Please print the data shown below without any alteration.

== Segment start ==

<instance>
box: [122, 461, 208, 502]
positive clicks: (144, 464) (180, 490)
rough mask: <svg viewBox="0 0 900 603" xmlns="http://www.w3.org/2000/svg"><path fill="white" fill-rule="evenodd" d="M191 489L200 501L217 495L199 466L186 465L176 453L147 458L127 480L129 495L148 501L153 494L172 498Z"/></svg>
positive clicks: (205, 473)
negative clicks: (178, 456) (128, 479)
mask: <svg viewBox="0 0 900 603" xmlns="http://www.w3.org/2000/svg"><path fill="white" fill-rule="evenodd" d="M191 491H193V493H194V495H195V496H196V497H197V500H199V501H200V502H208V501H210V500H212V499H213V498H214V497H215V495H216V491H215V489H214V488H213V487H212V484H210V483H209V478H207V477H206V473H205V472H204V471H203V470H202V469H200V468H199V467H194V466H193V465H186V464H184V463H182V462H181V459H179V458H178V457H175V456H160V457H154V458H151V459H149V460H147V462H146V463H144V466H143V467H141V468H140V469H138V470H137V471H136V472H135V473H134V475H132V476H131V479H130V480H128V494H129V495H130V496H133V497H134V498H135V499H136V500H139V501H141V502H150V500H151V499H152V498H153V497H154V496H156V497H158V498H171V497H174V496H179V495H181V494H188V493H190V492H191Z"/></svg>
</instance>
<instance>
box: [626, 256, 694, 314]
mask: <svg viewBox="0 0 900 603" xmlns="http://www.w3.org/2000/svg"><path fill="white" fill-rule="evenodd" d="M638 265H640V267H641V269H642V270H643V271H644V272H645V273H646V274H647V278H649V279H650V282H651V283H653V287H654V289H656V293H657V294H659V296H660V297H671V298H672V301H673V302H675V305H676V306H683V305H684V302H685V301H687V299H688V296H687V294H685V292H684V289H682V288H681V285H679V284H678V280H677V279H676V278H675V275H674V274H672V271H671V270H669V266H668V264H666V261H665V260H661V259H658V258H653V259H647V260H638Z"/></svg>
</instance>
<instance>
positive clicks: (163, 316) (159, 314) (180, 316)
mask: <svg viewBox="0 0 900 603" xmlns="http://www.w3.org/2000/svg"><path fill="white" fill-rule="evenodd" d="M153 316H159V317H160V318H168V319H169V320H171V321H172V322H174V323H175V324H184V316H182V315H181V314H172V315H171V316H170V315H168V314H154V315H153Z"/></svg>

== Segment end ==

Answer space:
<instance>
box: [122, 461, 208, 502]
positive clicks: (144, 464) (180, 490)
rough mask: <svg viewBox="0 0 900 603" xmlns="http://www.w3.org/2000/svg"><path fill="white" fill-rule="evenodd" d="M191 489L200 501L217 495L199 466L186 465L176 453L147 458L127 480L129 495L148 501L153 494L172 498Z"/></svg>
positive clicks: (205, 473)
negative clicks: (178, 456) (128, 479)
mask: <svg viewBox="0 0 900 603" xmlns="http://www.w3.org/2000/svg"><path fill="white" fill-rule="evenodd" d="M191 491H193V493H194V495H195V496H196V497H197V500H199V501H200V502H208V501H210V500H212V499H213V498H214V497H215V495H216V491H215V489H214V488H213V487H212V484H210V483H209V478H207V477H206V473H205V472H204V471H203V470H202V469H200V468H199V467H194V466H193V465H186V464H184V463H182V462H181V459H179V458H178V457H175V456H160V457H154V458H151V459H149V460H147V462H146V463H144V466H143V467H141V468H140V469H138V470H137V471H136V472H135V473H134V475H132V476H131V479H130V480H128V494H129V495H130V496H133V497H134V498H135V499H136V500H139V501H141V502H150V500H151V499H152V498H153V497H154V496H156V497H158V498H171V497H174V496H179V495H181V494H188V493H190V492H191Z"/></svg>
</instance>
<instance>
box: [626, 256, 694, 314]
mask: <svg viewBox="0 0 900 603" xmlns="http://www.w3.org/2000/svg"><path fill="white" fill-rule="evenodd" d="M638 265H640V267H641V269H642V270H643V271H644V272H645V273H646V274H647V278H649V279H650V282H651V283H653V287H654V289H656V293H657V294H659V296H660V297H671V298H672V301H673V302H675V305H676V306H683V305H684V302H685V301H687V299H688V296H687V294H685V292H684V289H682V288H681V285H679V284H678V280H677V279H676V278H675V275H674V274H672V271H671V270H669V266H668V264H666V261H665V260H661V259H658V258H653V259H647V260H638Z"/></svg>
</instance>
<instance>
positive clicks: (163, 316) (159, 314) (180, 316)
mask: <svg viewBox="0 0 900 603" xmlns="http://www.w3.org/2000/svg"><path fill="white" fill-rule="evenodd" d="M153 316H159V317H160V318H168V319H169V320H171V321H172V322H174V323H175V324H184V316H182V315H181V314H172V315H171V316H170V315H168V314H154V315H153Z"/></svg>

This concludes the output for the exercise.